── Source
Section 14. Designation of Bonds as "Qualified Tax - Exempt Obligations." The City
has determined and certifies that (a) the Bonds are not "private activity bonds" within the
meaning of Section 141 of the Code; (b) the reasonably anticipated amount of tax - exempt
obligations (other than private activity bonds and other obligations not required to be included in
such calculation) which the City and any entity subordinate to the City (including any entity that
the City controls, that derives its authority to issue tax - exempt obligations from the City, or that
issues tax - exempt obligations on behalf of the City) will issue during the calendar year in which
the Bonds are issued will not exceed $10,000,000; and (c) the amount of tax - exempt obligations,
including the Bonds, designated by the City as "qualified tax - exempt obligations" for the
purposes of Section 265(b)(3) of the Code during the calendar year in which the Bonds are
issued does not exceed $10,000,000. The City designates the Bonds as "qualified tax - exempt
obligations" for the purposes of Section 265(b)(3) of the Code. Notwithstanding the foregoing,
the City in the Bond Sale Resolution may adjust the determinations set forth in this Section 14
and replace those with other determinations that the City may find to be appropriate at the time
the Bonds are sold.
────
── Source material
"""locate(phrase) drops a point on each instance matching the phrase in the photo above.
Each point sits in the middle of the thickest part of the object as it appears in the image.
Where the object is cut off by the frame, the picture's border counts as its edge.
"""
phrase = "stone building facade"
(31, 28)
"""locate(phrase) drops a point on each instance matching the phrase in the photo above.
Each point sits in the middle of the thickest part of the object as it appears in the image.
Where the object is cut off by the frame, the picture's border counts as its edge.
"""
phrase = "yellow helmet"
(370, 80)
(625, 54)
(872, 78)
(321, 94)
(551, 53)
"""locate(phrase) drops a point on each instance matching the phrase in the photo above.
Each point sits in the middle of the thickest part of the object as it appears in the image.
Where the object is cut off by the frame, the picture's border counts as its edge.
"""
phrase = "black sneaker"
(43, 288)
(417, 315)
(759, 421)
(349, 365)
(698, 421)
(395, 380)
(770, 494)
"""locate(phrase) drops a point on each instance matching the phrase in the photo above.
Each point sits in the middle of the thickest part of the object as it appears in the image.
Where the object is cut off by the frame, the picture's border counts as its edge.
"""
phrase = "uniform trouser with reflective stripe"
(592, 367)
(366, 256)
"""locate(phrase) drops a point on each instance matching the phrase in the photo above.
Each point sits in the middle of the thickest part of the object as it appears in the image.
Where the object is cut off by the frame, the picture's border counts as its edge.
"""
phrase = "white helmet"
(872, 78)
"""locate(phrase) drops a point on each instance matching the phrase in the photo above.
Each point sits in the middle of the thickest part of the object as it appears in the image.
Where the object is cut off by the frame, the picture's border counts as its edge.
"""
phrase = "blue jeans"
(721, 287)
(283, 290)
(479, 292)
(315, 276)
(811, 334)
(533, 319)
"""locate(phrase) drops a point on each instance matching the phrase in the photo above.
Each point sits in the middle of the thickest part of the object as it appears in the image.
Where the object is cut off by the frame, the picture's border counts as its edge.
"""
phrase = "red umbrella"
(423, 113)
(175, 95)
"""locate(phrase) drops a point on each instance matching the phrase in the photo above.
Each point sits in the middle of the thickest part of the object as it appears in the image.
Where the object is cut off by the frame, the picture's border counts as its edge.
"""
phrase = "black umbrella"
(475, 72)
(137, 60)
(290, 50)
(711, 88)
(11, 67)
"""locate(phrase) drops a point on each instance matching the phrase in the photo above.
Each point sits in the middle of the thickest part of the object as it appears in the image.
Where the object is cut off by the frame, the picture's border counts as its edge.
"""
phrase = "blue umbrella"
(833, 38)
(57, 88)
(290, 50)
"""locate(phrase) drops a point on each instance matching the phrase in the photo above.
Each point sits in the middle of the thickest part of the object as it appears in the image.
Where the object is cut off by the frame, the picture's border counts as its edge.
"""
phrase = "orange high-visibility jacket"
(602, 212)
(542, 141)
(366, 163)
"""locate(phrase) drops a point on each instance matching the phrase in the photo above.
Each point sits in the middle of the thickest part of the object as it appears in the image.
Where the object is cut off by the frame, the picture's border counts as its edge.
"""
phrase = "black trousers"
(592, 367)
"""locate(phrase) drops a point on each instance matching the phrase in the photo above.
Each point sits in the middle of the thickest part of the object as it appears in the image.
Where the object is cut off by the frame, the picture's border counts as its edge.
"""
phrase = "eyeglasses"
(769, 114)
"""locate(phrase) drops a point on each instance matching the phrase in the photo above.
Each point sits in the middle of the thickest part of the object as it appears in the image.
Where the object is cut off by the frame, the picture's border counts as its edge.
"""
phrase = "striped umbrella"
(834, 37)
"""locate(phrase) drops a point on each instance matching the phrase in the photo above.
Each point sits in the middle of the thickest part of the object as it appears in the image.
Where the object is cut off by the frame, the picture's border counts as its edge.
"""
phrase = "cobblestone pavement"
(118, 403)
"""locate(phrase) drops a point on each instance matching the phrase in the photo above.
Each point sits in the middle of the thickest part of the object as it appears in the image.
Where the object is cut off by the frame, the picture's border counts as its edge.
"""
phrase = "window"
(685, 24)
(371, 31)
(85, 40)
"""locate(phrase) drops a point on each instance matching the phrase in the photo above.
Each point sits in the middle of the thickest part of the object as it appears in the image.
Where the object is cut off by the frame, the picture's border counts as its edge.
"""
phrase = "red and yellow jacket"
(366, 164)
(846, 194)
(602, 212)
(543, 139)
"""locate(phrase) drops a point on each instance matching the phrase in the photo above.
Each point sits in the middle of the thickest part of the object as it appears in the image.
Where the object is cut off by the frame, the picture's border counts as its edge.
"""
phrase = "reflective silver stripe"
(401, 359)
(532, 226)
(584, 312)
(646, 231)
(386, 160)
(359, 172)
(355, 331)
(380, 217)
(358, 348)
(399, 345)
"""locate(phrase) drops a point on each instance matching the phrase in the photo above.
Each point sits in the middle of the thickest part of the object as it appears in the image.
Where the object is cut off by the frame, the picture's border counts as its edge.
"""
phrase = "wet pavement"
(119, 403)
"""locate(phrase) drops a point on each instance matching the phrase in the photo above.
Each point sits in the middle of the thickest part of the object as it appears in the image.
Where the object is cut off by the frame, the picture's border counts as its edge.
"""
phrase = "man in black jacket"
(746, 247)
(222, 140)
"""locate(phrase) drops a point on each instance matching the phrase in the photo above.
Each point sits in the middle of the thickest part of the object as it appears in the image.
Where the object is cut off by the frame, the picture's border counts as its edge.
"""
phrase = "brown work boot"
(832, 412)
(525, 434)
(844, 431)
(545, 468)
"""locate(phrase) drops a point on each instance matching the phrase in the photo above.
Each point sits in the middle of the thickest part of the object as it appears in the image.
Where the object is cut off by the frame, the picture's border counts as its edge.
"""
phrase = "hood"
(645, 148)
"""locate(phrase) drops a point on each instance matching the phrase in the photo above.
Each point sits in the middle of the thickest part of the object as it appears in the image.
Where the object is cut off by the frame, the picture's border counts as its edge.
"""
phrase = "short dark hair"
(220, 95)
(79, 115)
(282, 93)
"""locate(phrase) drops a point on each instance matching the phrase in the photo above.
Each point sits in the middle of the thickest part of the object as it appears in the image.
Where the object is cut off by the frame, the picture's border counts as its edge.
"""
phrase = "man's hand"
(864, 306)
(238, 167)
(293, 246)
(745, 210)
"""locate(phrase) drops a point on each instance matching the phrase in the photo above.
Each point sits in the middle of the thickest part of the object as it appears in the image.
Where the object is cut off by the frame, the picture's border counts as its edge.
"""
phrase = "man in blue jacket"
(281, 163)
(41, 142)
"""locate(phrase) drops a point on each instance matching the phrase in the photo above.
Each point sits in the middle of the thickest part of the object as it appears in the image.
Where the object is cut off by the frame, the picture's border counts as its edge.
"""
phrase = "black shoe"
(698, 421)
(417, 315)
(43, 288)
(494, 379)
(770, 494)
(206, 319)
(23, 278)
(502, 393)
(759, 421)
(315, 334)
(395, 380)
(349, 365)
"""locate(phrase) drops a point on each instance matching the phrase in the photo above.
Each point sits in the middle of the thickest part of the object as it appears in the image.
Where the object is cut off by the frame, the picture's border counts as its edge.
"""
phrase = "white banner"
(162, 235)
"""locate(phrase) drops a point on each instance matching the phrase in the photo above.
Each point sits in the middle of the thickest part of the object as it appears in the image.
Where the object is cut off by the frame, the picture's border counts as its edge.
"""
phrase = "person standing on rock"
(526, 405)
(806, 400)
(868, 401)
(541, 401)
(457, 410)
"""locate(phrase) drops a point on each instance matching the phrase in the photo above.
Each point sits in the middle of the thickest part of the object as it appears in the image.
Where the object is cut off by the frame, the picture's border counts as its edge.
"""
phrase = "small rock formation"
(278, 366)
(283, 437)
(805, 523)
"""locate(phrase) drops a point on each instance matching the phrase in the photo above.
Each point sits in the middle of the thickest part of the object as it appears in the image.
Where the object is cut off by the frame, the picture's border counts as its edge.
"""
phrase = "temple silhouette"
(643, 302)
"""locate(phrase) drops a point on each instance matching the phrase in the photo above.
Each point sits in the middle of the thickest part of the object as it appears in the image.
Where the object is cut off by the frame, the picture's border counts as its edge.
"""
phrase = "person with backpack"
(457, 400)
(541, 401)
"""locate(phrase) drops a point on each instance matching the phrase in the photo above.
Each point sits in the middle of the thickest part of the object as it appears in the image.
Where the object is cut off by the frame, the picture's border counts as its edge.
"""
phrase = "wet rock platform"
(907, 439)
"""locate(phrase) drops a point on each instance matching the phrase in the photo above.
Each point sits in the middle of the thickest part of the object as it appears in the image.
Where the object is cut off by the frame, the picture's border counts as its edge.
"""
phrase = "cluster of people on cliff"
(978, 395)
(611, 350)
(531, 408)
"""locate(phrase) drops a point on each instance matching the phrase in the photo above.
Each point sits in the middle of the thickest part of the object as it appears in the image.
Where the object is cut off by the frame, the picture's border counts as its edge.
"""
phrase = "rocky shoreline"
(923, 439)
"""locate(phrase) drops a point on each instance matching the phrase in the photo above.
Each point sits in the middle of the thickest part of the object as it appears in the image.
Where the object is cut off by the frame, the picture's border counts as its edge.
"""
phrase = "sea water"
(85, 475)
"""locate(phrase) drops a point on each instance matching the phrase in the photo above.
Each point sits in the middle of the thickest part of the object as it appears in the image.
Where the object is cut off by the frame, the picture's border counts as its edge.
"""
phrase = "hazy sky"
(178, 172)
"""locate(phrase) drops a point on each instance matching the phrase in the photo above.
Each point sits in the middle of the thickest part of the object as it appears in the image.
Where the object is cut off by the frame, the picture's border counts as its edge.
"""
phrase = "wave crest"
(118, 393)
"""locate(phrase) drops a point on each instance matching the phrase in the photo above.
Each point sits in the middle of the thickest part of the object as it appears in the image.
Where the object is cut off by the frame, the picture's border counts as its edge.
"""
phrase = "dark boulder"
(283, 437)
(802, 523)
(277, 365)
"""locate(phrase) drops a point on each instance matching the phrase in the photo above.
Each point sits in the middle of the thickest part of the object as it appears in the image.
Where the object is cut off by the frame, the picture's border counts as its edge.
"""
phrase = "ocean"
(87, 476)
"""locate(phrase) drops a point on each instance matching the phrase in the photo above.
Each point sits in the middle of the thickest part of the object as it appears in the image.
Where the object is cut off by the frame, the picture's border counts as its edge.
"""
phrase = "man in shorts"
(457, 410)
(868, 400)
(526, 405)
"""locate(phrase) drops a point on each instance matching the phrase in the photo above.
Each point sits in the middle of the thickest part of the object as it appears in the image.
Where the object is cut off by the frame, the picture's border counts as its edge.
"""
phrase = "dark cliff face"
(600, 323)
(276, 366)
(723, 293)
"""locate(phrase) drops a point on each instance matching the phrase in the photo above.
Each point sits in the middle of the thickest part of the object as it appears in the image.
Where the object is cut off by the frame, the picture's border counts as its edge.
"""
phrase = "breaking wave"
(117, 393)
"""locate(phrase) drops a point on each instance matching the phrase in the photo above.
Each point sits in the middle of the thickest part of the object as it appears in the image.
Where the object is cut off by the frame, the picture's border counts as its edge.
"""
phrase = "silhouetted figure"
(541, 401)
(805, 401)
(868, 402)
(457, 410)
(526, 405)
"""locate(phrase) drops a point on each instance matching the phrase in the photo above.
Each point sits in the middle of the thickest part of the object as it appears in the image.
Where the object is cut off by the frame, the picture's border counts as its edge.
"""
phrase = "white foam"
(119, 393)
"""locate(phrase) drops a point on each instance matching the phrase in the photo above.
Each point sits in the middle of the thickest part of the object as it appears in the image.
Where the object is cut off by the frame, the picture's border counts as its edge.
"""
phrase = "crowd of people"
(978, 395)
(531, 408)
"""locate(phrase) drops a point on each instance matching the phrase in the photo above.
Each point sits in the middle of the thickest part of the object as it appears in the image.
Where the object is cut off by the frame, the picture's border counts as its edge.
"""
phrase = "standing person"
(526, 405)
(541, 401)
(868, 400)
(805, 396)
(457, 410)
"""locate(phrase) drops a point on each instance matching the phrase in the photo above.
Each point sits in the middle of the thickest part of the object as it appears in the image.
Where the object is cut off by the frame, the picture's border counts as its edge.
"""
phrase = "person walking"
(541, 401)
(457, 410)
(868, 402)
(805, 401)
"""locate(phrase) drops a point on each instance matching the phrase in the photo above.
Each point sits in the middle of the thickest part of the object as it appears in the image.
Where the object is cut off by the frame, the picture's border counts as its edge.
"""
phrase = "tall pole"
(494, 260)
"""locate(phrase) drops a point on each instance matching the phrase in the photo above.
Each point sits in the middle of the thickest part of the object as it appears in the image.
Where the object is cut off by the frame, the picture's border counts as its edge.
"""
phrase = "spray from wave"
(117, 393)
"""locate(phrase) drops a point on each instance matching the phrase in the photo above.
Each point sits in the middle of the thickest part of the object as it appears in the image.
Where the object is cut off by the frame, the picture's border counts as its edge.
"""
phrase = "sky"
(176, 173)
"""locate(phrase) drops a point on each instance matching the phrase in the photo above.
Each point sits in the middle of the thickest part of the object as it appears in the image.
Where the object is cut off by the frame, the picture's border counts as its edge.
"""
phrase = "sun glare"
────
Parts of the exercise:
1) In one to three sentences, state the purpose for which the bond designation text says the City designates the Bonds as "qualified tax - exempt obligations."
2) Identify every line of the records that contains the string "yellow", treating uppercase and lowercase as different.

Solved tasks:
1) The City designates the Bonds as "qualified tax - exempt obligations" for the purposes of Section 265(b)(3) of the Code.

2)
phrase = "yellow helmet"
phrase = "red and yellow jacket"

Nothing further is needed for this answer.